- **Written task**:
Extract the data exactly, missing nothing.

- **Data listing**:

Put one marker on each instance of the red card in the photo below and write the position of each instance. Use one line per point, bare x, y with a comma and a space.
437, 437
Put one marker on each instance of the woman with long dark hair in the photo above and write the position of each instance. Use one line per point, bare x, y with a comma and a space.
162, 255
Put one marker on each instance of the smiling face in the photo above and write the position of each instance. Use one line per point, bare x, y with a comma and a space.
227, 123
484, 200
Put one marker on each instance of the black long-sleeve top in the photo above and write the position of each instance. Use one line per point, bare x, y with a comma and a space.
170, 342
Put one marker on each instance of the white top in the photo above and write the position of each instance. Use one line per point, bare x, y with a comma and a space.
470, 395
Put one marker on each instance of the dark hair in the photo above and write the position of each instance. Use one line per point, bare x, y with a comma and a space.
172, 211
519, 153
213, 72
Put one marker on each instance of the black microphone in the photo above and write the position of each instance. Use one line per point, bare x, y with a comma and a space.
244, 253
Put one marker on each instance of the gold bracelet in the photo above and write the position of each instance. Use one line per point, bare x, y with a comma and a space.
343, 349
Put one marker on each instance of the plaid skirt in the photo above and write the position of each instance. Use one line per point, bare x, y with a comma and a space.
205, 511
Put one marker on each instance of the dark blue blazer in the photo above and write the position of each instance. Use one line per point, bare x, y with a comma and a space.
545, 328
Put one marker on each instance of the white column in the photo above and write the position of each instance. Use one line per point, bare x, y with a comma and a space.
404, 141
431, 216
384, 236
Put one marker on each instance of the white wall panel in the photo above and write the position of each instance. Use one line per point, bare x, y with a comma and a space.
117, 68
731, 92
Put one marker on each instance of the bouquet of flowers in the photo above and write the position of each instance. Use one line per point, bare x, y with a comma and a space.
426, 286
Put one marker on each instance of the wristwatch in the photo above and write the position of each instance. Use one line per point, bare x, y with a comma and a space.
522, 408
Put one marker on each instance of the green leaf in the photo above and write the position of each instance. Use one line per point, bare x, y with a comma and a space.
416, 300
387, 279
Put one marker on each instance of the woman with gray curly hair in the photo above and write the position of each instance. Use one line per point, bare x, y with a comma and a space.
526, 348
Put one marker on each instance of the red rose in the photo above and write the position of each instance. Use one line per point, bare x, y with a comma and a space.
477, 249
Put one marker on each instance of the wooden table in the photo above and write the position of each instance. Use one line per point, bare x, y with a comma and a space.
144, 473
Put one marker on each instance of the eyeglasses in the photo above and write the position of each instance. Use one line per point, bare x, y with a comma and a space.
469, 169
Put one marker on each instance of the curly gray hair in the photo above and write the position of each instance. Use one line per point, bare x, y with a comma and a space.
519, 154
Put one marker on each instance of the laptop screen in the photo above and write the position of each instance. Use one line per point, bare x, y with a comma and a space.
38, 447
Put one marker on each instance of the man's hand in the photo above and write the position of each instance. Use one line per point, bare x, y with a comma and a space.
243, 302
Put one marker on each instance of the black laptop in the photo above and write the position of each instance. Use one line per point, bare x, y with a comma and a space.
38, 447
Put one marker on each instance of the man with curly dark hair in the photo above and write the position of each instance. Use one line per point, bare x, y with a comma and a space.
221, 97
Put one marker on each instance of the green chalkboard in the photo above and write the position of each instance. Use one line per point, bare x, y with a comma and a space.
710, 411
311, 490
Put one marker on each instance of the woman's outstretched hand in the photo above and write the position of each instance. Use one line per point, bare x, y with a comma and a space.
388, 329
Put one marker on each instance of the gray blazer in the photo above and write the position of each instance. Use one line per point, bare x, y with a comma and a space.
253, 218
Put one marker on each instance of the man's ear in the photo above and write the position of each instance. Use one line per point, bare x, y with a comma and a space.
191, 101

- **Full answer**:
Put one marker on each instance of the red card in the photo below and write the position of each instance. Use one line per point, bare x, y with a comma and a space.
437, 437
Put one marker on each instance of the woman with long dark hair in the photo above and write the position of each instance. Use one line per point, bare x, y with a comma and a space.
162, 255
Put one marker on each instance of the smiling face in the photo above and write the position of each instance. Use one line per point, bare x, y with a comma and a space.
227, 123
484, 200
Put one marker on each instance of the black long-sleeve top in the photo above and write the position of each instance. Use one line per point, bare x, y with a comma and a space.
170, 342
Put one marker on each instance of the white top in the photo above and write the position of each instance. Use one line per point, bare x, y with a comma and a space.
470, 395
Put one marker on each instance of the dark hair in the photo above and write the position of each instance. Use one line per point, bare x, y with a comma and a space.
172, 211
519, 153
213, 72
Put one marker on each instance of the black microphone in the photo above and write the position of each instance. Use one line per point, bare x, y with a comma and a space.
244, 253
Put one marker on each instance of the gold bracelet in the photo above and write the position of each instance. Use one line per point, bare x, y with a comma and a space.
343, 349
Put one marker on each instance of the plaid skirt in the photo above and write the position of each instance. Use one line per point, bare x, y with a comma and a space.
205, 511
Put one marker on each instance of the dark blue blazer in the photo above and write the position of each instance. Use one line per point, bare x, y with a comma and a space.
545, 328
Put one marker on each instance of the white column in the photo above and write the position of each instance. Use one line per point, bare x, y with a comma and a space.
404, 141
431, 216
384, 236
Put one marker on each instance of the white wall panel in the photo above and write the position of each instance. Use one line per point, bare x, y with a comma and a space.
117, 68
731, 92
Put one marker on each instance of the bouquet of flowers in the photo above and write the position of each instance. Use one line per point, bare x, y with a comma and a space.
426, 286
Put one marker on each instance of the wristwatch in the photo above and write the position of each instance. Use one line per point, bare x, y with a comma and a space.
522, 408
Put one marker on each instance of the green leaf in the photo above and write the position of each instance. Use one line per point, bare x, y with a comma and a space.
416, 300
387, 279
Put one marker on each instance of the woman with gray curly hair in the photo above and write the position of each instance. Use one line per point, bare x, y with a comma and a space.
526, 348
Put one marker on each instance of the red rose in the photo above and write the position of each instance. Use one line per point, bare x, y with a comma and a space.
477, 249
Put one marker on each instance of the wooden table in the photo above and write the position of each instance. Use one line per point, bare x, y with a comma and a space.
144, 473
Put one marker on each instance of the eyeglasses in the photo above and write the position of each instance. Use one line per point, bare x, y with a comma and a space.
469, 169
Put one marker on each instance of the curly gray hair in the photo above and write the position of each instance. Use one line per point, bare x, y with a comma and a space.
519, 154
Put one marker on each instance of the laptop screen in the photo above and write the position of each instance. Use one line per point, bare x, y with a comma and a space.
38, 447
Put one marker on each instance of the man's hand in the photo above and write the position of each instance. Use one line per point, bare x, y with a comma and a space.
243, 302
Put one marker on each instance of the black laptop in the photo above and write the position of each instance. Use one line per point, bare x, y with a comma and a space.
38, 447
Put one marker on each instance of the man with curly dark hair in the photo above and write the position of each instance. Use one line per point, bare x, y with a comma and a space.
221, 97
Put one marker on each instance of the green chalkboard in the photo above and write the position of each instance. Use one line per point, bare x, y with a comma and a space.
710, 411
311, 490
Put one marker on each instance of the woman's outstretched hand in the photo above and write the position of each instance. Use one line per point, bare x, y with a comma and a space.
388, 329
Put one marker on each instance of the gray blazer in the photo above and write the position of each instance. Use one line per point, bare x, y with a comma and a space.
253, 218
Put one marker on each instance of the man's ear in the photo above and write the position of each instance. Use one line per point, bare x, y with a comma and a space.
191, 101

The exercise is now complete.